Consigne donnée A:
Résumez en deux phrases le passage sur l'engagement politique de Pape Moussa Cissé.
Consigne donnée B:
Reprenez le passage sur l'engagement politique de Pape Moussa Cissé là où il s'arrête, et poursuivez-le.

Passage fourni:

Pour autant, Pape Moussa Cissé, Manager de projet, qui dit s’être engagé de manière spontanée aux côtés du chef de l’Etat, Macky Sall, pense que les jeunes doivent comprendre que «c’est à travers la politique que se font les transformations, que la citée est gérée». «C’est à nous jeunes de redorer l’image de l’homme politique pour que la politique soit beaucoup plus attractive, car elle doit être un engagement sacerdotal, car la politique c’est l’art de bien gérer la citée», estime Pape Moussa Cissé. Cela, dans le but de barrer la route «aux politiciens de métier», d’autant plus qu’il reste persuader que «la seule chose qui permet le mal de triompher est l’inaction des hommes de bien». Le jeune poulain du président Sall, domicilié aux Parcelles assainies, n’a pas maqué d’inciter «la jeunesse Sénégalaise à s’engager d’avantage en politique, afin qu’ensemble, nous puissions assainir ce milieu et redorer le blason de la politique Sénégalaise, mais aussi de celle Africaine».

Relevés de pointage:
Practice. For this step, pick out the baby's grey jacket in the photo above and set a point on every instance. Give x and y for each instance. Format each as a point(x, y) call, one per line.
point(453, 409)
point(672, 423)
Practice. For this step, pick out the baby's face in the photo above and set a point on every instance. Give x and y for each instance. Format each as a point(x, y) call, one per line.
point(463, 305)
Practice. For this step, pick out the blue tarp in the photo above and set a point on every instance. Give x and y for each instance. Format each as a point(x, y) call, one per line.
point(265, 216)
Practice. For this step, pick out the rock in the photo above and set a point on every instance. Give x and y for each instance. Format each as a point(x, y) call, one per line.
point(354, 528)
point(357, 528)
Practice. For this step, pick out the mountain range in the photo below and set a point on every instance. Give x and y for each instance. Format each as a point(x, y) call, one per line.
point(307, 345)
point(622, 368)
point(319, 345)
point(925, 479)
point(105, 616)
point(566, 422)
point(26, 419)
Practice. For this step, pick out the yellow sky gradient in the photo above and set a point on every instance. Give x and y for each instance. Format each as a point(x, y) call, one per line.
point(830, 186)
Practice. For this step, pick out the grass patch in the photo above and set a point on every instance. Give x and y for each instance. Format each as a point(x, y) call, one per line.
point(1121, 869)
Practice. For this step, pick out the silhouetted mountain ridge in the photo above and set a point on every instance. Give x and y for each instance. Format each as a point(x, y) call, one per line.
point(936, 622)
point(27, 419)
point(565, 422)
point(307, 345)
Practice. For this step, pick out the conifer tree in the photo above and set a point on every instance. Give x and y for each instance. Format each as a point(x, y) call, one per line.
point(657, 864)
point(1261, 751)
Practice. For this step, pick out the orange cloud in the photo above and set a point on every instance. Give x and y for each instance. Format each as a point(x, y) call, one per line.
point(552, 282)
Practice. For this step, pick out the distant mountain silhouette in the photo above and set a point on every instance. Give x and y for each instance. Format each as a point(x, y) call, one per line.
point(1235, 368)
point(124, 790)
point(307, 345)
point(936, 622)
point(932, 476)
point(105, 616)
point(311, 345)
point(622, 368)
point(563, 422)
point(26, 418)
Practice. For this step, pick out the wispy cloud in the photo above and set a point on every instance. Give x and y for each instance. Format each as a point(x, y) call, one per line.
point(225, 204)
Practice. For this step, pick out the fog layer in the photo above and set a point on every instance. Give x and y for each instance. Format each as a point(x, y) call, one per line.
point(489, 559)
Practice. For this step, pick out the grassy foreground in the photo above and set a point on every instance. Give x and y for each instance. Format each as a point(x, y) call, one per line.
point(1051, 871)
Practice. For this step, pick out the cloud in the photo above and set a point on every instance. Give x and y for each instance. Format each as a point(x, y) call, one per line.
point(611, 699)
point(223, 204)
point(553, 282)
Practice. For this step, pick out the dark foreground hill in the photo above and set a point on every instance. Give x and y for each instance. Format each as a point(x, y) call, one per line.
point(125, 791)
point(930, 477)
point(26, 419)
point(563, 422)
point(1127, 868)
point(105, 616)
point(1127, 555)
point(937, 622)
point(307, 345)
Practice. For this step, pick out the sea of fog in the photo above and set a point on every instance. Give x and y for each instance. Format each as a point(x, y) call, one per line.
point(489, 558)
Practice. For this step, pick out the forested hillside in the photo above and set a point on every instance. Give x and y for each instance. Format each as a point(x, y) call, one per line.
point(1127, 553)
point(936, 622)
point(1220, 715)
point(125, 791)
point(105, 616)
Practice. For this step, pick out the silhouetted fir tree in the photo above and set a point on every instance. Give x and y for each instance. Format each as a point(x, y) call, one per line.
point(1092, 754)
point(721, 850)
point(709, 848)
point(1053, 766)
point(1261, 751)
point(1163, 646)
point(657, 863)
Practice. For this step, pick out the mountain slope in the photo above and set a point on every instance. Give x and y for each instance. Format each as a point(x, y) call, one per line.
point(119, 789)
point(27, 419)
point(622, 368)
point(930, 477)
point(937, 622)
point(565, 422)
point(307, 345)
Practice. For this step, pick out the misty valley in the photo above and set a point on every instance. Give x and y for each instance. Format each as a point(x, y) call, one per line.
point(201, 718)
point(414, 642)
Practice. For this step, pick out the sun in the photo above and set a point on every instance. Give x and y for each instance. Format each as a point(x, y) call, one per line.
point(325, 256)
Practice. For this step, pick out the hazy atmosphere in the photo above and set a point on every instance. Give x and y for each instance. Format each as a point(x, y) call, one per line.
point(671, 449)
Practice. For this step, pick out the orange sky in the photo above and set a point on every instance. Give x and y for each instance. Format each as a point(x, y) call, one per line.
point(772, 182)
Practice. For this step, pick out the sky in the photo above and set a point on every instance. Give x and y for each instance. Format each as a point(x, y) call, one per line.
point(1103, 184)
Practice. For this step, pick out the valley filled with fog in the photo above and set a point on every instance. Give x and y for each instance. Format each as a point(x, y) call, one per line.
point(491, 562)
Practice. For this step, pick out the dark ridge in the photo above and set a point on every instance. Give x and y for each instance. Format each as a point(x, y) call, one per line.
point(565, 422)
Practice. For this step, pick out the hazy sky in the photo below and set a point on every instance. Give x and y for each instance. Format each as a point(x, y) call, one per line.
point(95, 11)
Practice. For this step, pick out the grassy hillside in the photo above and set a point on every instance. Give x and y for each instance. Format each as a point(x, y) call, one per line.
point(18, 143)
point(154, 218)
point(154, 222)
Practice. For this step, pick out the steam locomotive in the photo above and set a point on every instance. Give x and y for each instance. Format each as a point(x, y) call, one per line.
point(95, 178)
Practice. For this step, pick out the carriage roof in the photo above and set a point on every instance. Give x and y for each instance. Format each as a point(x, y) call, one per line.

Résultat A:
Pape Moussa Cissé, manager de projet engagé aux côtés du chef de l'État Macky Sall, estime que les jeunes doivent comprendre que c'est à travers la politique que se font les transformations et qu'il leur revient de redorer l'image de l'homme politique. Afin de barrer la route aux politiciens de métier, il incite la jeunesse sénégalaise à s'engager davantage en politique pour assainir ce milieu et redorer le blason de la politique sénégalaise et africaine.

Résultat B:
PREFERENCE DES JEUNES AUX ORGANISATIONS CITOYENNES PLUTOT QUE LES PARTIS POLITIQUES : Les libertés d’expression et d’initiative évoquées
Dans une étude intitulée « La contribution des jeunes à l’alternance politique au Sénégal : le rôle de Bulfaale et de Y en a marre », Moda Dieng, Professeur, Etude de conflits au Département de Science politique à l’université de Montréal, Canada, démontre le rôle politique de la jeunesse en Afrique et son influence sur les dirigeants au pouvoir.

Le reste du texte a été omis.